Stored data
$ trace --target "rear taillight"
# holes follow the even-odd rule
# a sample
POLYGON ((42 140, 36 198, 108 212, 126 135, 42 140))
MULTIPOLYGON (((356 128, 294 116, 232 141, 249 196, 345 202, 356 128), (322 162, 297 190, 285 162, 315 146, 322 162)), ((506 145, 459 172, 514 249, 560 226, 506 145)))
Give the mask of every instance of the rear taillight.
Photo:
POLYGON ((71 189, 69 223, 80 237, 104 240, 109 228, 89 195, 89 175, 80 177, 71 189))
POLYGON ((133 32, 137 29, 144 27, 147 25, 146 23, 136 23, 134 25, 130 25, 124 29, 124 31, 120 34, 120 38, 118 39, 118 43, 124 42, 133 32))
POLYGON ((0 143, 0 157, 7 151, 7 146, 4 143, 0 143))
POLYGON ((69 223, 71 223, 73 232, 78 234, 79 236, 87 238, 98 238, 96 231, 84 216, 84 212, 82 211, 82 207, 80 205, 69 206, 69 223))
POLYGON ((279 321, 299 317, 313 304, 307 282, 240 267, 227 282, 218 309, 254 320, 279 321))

---

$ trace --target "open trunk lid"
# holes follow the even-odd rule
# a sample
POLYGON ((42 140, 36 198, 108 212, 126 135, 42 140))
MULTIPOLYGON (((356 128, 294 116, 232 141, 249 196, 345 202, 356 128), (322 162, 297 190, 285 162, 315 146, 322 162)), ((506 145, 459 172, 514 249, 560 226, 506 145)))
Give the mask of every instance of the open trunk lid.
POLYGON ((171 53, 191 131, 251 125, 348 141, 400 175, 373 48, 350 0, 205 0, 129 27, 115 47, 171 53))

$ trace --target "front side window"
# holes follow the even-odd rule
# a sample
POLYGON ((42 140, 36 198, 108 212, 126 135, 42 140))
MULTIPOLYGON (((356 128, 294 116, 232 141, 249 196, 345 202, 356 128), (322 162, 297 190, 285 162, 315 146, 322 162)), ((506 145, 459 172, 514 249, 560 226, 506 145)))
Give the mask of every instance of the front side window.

--

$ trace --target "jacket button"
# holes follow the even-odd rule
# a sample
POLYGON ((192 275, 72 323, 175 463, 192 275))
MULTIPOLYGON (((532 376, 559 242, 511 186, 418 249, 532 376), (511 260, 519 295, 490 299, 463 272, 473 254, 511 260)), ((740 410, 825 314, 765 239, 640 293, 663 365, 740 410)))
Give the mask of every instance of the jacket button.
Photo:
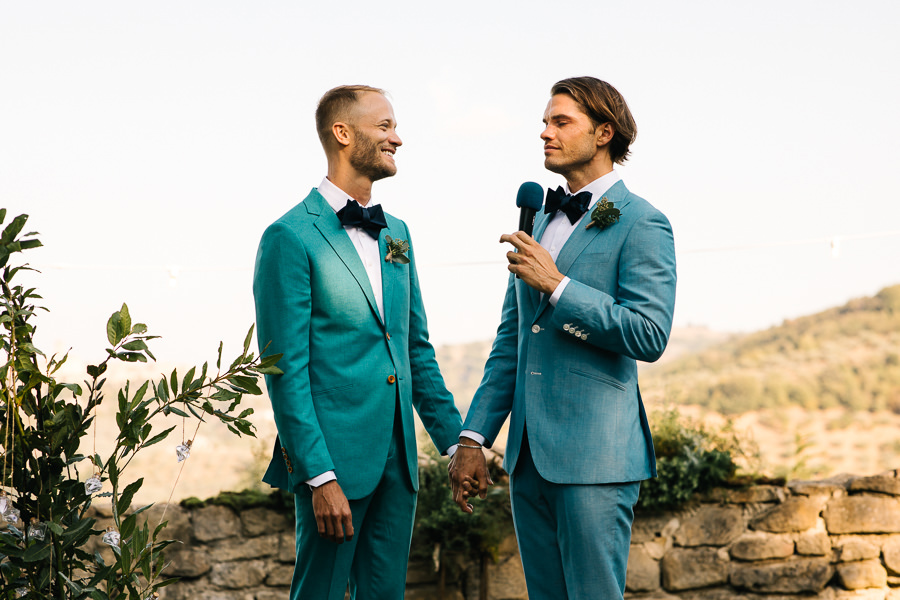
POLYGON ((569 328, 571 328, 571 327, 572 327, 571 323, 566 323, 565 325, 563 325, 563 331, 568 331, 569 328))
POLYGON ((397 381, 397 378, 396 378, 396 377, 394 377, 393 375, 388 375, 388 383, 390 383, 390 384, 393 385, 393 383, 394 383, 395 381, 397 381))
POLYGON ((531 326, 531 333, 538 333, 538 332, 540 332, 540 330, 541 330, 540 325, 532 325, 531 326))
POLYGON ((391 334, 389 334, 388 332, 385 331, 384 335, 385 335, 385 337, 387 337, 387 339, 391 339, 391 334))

• [The task]: Across the records above, return every line that contains the word "taillight".

• [Written answer]:
$ trace --target "rear taillight"
Give the mask of every instance of the rear taillight.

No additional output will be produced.